[PROVIDED RECORDS — start]

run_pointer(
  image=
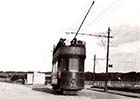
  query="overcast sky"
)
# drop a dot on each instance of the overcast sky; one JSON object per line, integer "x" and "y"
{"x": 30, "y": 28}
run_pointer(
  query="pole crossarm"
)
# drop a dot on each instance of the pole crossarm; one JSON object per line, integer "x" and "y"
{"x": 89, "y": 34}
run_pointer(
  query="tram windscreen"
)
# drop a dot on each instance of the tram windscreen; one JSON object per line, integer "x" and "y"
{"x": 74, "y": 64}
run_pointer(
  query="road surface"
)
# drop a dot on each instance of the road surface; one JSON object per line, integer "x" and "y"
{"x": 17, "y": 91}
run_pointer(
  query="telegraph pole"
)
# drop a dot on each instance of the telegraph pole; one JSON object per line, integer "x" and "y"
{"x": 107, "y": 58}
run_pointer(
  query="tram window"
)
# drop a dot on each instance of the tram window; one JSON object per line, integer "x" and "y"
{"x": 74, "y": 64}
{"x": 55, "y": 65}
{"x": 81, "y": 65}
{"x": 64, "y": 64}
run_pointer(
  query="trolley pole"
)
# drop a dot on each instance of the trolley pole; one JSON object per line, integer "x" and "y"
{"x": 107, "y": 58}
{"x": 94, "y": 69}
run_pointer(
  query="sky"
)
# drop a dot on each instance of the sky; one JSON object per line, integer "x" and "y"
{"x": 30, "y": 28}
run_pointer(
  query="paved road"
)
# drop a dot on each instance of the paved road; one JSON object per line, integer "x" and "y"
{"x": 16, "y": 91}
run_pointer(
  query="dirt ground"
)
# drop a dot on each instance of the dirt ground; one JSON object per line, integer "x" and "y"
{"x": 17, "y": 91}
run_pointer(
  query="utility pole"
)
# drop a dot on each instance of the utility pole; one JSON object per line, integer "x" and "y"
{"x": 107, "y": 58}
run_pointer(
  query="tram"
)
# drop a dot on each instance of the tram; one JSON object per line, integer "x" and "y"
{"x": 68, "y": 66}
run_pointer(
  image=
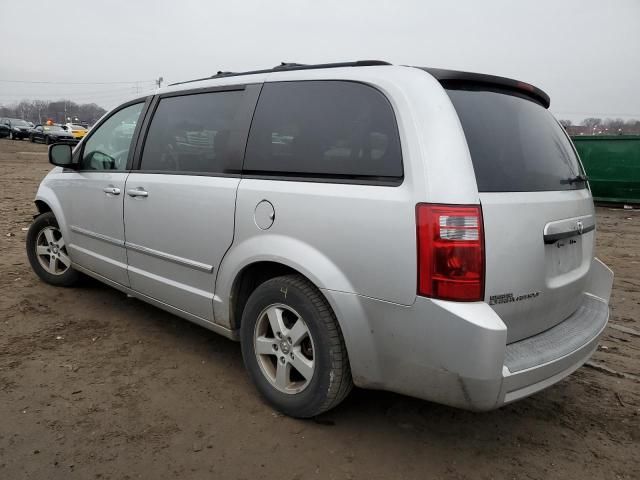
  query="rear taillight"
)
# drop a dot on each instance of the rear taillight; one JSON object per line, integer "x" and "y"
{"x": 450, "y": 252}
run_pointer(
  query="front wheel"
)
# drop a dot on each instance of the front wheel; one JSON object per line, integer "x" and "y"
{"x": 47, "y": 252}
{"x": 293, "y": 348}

[PROVIDED RECORDS — finish]

# WORK TO COMPLETE:
The answer must be the full listing, word for word, with no images in it.

# WRITTEN ANSWER:
run_pointer(
  image=
  query="overcast sky"
)
# drop a dot on each instance of the overcast sky; one JSON object per line, integer "x" and "y"
{"x": 30, "y": 28}
run_pointer(
  query="pole crossarm"
)
# drop a dot on each instance of the pole crossarm; one JSON object per line, integer "x" and "y"
{"x": 89, "y": 34}
run_pointer(
  query="tram windscreen"
)
# drop a dot on each instance of the tram windscreen; one JSON object per line, integer "x" and "y"
{"x": 74, "y": 64}
run_pointer(
  query="road surface"
)
# drop a dot on each instance of the road surface; one JSON object per line, integer "x" and "y"
{"x": 17, "y": 91}
run_pointer(
  query="telegraph pole"
)
# drop a dot on each instance of the telegraph pole; one JSON object per line, integer "x" and "y"
{"x": 107, "y": 58}
run_pointer(
  query="tram window"
)
# drop a dot on each instance of the tram window; one JSON object per line, integer "x" and "y"
{"x": 74, "y": 64}
{"x": 55, "y": 65}
{"x": 81, "y": 65}
{"x": 64, "y": 64}
run_pointer(
  query="trolley pole"
)
# drop a dot on each instance of the trolley pole; one JSON object per line, integer "x" and "y"
{"x": 107, "y": 58}
{"x": 94, "y": 69}
run_pointer(
  query="sky"
)
# drop a dot on each instance of the sky; one JSON object per line, integer "x" and "y"
{"x": 30, "y": 28}
run_pointer(
  query="paved road"
)
# drop a dot on each instance of the paved road; one JSON object per line, integer "x" and "y"
{"x": 16, "y": 91}
run_pointer(
  query="dirt ground"
)
# drop a dot on each instance of the dirt ground; one JSON object per line, integer "x" and "y"
{"x": 17, "y": 91}
run_pointer(
  query="utility pole"
)
# drop a dot on each instance of the utility pole; one JSON object per line, integer "x" and "y"
{"x": 107, "y": 58}
run_pointer(
  query="tram"
)
# drop a dot on each instance of the tram; one JSON object per line, integer "x" and "y"
{"x": 68, "y": 66}
run_pointer(
  image=
  query="rear taillight"
)
# drop a dot on each instance of the rear taillight; one JSON object per line, integer "x" and "y"
{"x": 450, "y": 252}
run_pointer(
  query="front wheel"
)
# drop a dot on each instance of the front wheel; one JSON object per line, integer "x" and "y"
{"x": 47, "y": 252}
{"x": 293, "y": 348}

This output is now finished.